**Task prompt**
Reproduce only the records from the line containing "Point to the green rubber" through the line containing "x=584 y=305", requests included. Multiply each coordinate in the answers by 0.35 and round to whole numbers, with halves going up.

----

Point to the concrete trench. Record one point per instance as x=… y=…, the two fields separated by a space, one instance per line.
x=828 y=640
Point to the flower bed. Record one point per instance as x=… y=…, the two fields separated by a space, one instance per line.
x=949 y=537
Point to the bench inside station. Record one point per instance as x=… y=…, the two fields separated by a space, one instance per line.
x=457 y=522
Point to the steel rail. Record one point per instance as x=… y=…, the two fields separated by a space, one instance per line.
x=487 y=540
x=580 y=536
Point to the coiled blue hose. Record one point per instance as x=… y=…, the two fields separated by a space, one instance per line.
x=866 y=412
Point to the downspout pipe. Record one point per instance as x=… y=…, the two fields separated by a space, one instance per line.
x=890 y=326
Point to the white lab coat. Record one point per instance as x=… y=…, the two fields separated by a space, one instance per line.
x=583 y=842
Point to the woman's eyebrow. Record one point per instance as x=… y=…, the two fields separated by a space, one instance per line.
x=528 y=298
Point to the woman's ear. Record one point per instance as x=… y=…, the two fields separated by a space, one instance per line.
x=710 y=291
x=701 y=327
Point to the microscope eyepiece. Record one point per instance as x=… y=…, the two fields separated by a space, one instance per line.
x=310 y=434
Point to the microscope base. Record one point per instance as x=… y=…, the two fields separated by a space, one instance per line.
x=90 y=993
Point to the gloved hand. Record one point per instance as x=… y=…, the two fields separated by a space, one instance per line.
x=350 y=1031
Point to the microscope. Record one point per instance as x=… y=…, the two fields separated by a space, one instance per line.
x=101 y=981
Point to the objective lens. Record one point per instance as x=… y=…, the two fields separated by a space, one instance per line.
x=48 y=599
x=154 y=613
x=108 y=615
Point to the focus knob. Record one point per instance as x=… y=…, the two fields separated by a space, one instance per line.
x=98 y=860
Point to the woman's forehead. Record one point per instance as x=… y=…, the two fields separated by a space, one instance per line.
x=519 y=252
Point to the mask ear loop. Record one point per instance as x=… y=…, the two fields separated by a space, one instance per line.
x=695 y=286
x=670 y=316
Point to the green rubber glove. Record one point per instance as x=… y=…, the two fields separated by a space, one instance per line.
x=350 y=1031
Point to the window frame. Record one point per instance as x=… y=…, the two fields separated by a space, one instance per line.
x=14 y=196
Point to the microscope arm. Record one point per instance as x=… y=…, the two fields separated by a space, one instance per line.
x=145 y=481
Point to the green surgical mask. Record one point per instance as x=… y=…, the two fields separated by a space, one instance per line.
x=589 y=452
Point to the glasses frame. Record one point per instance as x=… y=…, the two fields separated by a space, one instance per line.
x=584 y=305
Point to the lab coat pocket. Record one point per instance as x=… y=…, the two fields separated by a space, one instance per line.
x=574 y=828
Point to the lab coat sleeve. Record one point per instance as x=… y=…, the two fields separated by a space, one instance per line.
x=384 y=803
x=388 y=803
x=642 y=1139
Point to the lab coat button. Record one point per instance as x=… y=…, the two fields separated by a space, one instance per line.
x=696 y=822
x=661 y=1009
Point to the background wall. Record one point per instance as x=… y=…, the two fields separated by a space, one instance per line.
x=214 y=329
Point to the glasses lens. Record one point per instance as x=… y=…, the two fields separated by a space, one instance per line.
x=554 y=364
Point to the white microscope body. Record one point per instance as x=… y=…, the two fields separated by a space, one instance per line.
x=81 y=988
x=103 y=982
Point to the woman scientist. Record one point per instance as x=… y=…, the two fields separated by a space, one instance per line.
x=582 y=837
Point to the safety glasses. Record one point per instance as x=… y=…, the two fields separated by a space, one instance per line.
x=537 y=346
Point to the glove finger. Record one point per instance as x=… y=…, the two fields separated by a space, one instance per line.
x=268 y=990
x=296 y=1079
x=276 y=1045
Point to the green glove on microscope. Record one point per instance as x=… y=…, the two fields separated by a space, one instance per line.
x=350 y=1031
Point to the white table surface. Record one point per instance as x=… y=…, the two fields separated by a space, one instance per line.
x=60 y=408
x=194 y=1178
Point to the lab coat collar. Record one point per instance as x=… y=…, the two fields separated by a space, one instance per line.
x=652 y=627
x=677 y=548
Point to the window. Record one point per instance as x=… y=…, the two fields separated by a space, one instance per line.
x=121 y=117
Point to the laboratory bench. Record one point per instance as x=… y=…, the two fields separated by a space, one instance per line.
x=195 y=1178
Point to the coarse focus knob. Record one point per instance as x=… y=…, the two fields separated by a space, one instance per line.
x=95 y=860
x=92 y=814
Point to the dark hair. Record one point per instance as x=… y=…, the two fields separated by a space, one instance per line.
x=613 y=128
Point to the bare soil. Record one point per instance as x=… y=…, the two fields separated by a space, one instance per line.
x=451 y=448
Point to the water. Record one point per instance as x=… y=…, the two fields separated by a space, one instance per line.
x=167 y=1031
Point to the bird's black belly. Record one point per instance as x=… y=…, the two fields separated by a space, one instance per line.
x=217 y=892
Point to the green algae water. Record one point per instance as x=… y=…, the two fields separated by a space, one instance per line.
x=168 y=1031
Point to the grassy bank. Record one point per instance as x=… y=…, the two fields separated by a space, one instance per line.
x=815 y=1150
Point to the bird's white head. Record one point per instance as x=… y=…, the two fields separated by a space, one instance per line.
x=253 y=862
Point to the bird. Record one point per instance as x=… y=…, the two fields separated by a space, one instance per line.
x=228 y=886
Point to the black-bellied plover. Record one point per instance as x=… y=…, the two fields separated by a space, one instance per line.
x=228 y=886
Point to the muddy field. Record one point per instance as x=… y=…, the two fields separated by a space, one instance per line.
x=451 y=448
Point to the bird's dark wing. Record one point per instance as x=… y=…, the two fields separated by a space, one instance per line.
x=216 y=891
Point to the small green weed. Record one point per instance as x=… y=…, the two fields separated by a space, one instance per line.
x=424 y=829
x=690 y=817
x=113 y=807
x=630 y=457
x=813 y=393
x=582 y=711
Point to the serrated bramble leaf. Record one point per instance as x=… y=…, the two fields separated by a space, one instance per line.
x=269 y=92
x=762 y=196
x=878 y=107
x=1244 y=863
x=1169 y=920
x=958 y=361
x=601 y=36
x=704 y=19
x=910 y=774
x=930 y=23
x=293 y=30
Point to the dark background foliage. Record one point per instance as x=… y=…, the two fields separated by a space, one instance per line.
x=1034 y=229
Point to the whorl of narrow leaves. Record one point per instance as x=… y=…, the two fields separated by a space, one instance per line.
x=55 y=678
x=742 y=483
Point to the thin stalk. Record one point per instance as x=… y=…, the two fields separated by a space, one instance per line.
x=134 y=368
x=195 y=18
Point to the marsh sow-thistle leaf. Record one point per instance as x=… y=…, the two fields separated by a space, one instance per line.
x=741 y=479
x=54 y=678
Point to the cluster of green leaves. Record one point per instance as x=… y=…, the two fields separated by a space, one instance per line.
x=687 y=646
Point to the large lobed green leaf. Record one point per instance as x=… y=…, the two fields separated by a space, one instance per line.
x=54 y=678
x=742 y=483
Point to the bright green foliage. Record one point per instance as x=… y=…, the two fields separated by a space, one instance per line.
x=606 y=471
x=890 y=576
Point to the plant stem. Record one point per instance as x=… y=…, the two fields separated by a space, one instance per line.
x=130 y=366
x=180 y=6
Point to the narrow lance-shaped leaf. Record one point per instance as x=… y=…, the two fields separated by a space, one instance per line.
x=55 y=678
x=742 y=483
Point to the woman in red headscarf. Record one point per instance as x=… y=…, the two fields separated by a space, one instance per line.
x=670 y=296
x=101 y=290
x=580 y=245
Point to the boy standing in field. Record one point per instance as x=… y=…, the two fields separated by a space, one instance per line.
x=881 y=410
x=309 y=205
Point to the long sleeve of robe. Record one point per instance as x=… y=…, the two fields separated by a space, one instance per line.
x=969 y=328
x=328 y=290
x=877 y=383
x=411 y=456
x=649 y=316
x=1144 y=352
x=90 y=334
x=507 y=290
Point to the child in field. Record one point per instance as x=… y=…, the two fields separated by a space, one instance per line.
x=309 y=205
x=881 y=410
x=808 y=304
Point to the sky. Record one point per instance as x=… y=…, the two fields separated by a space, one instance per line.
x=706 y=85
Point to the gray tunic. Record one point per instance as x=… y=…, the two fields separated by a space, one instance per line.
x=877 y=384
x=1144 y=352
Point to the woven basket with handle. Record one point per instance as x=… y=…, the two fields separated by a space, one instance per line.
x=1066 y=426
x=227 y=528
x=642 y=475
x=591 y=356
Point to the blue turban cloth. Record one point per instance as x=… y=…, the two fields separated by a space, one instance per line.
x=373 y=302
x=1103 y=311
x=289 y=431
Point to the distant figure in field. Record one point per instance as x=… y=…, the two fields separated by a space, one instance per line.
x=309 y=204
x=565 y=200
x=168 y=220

----

**Response for this exercise**
Point to the green rubber glove. Record one point per instance as x=… y=…, the two fields separated by a space, one instance per line.
x=123 y=361
Point to the window frame. Record one point per instance as x=… y=…, the two fields separated by a space, one instance per line.
x=5 y=69
Point to the microscope arm. Record one point per instance as x=… y=…, the two fields separated by a space, one instance per line.
x=51 y=168
Point to the green surgical mask. Record one point per instance as x=… y=…, the two fields separated by a space, one instance per line.
x=206 y=158
Point to the glasses frame. Record one point per instance as x=… y=…, the two fields separated by a space, one instance per line.
x=204 y=107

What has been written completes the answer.